- Given problem
Please return each line of the records below that contains the string "cloud". Case counts.

- Dataset rows
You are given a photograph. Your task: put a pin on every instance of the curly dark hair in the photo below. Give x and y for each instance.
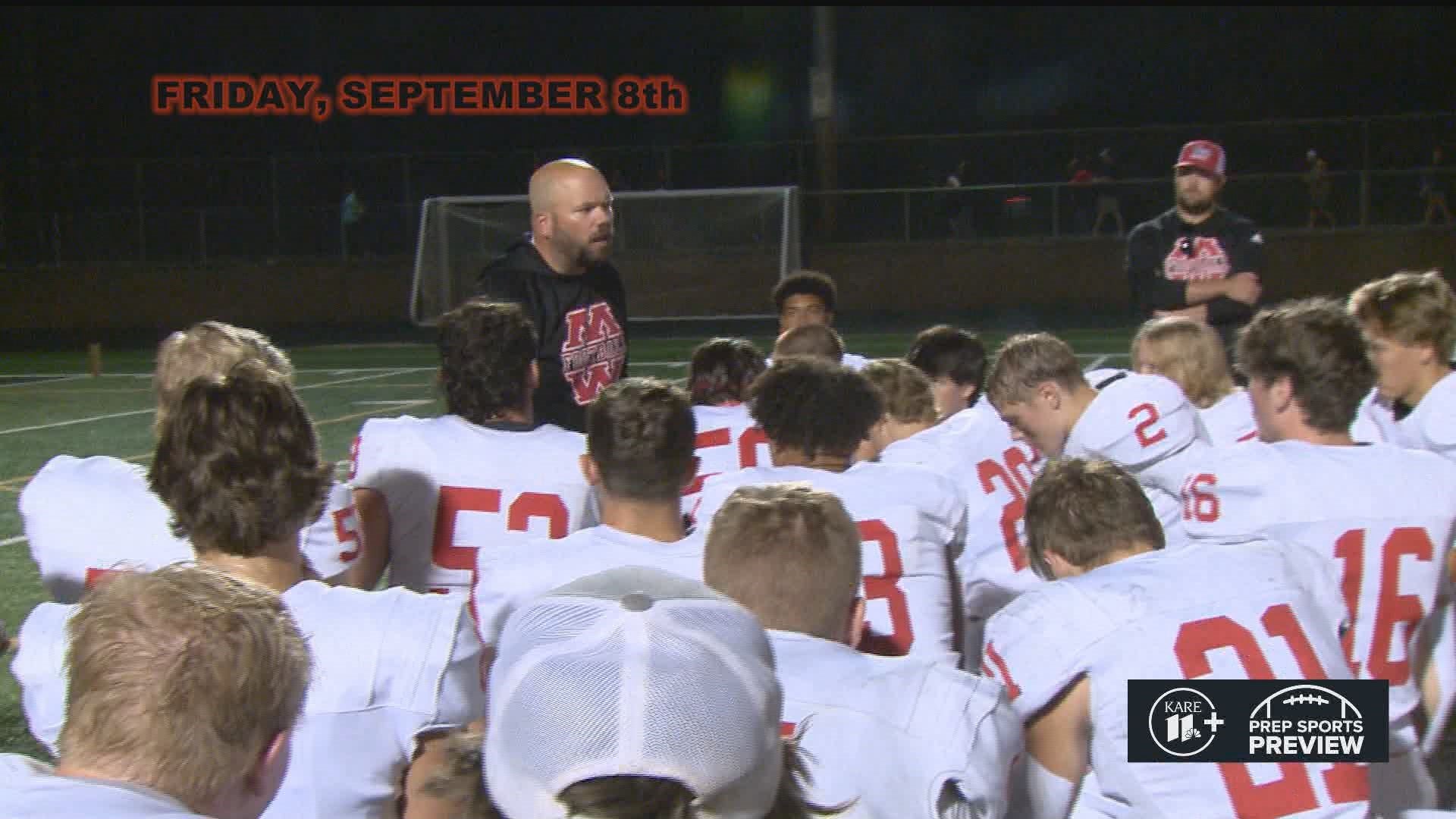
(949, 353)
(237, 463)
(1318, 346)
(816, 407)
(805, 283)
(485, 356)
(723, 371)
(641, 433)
==
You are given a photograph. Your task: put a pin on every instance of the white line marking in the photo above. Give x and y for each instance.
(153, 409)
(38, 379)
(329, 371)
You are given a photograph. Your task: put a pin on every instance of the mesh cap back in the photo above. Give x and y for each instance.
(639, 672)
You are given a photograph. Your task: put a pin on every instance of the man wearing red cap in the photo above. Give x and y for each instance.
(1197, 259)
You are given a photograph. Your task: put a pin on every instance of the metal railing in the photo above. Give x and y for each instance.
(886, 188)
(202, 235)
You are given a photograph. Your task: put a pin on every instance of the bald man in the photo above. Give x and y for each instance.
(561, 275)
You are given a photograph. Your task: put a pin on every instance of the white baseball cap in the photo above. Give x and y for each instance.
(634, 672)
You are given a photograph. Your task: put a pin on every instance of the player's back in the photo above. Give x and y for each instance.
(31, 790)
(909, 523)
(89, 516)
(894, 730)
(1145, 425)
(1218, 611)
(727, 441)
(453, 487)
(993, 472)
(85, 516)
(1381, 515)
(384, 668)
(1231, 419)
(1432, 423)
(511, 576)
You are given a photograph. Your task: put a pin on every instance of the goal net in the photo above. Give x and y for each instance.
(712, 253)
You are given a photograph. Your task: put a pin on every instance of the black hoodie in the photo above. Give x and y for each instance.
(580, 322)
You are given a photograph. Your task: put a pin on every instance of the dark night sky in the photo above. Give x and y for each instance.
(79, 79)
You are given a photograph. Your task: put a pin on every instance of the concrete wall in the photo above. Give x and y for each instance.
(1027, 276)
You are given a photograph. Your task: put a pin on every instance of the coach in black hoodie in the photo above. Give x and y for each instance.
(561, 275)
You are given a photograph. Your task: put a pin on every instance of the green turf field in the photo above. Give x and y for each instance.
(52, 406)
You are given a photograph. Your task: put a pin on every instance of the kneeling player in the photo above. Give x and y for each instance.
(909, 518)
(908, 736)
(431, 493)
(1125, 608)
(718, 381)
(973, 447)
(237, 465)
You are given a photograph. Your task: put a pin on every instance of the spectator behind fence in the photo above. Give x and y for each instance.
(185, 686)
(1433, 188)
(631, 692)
* * *
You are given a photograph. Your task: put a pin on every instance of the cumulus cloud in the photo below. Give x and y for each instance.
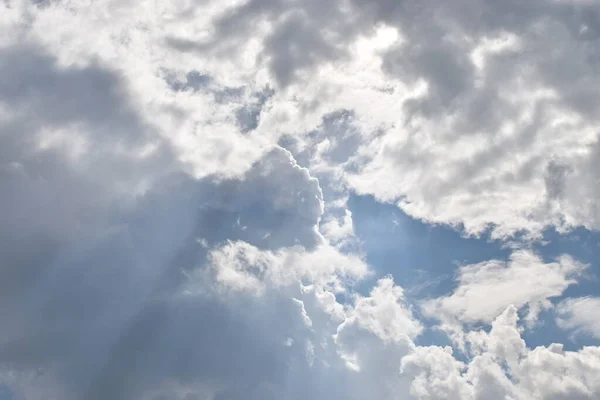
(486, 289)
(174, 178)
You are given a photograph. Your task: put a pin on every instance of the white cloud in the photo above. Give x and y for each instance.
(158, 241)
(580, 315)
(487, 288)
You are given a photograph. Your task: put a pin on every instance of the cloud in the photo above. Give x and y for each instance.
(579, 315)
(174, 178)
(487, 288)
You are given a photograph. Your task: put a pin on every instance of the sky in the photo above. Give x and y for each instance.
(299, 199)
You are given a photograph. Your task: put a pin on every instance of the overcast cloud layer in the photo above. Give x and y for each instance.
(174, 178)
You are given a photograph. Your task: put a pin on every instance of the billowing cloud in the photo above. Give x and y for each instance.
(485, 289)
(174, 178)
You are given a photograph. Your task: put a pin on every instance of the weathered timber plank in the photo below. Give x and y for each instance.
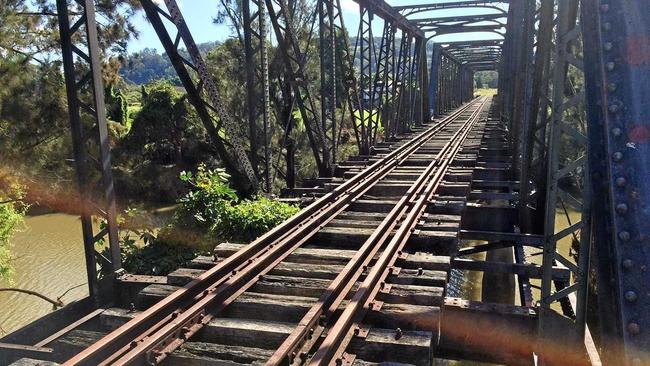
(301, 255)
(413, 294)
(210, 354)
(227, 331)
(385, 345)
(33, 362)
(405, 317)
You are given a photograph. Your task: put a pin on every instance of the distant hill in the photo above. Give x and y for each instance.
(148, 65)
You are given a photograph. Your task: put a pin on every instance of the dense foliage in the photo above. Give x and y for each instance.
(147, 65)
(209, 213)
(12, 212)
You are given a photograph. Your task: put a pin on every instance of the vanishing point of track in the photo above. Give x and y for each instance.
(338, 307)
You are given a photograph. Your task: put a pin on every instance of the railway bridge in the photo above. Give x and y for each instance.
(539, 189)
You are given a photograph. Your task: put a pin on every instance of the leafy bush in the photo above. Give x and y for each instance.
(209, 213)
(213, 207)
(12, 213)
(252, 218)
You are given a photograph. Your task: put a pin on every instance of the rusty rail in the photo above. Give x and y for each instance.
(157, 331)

- Result below
You are given a photograph. Your task: put a pin on every instance of the cumulus cloud in the photo below. Give x and y for each instance.
You are given a photograph. Your task: put a pin on every instance of the white cloud in the photo above. Give x and y for each instance.
You are given a photograph. Your task: put a pin on every instance of the cloud in the photo above. Give x and y for each instance.
You are given a photograph. Your task: put a pin on every instance of the overcast cloud layer in the photo above. Give x and y for each instance.
You are given a photograph. Your task: put a pin on every instance of the billowing cloud in the photo above. Give x and y for each instance.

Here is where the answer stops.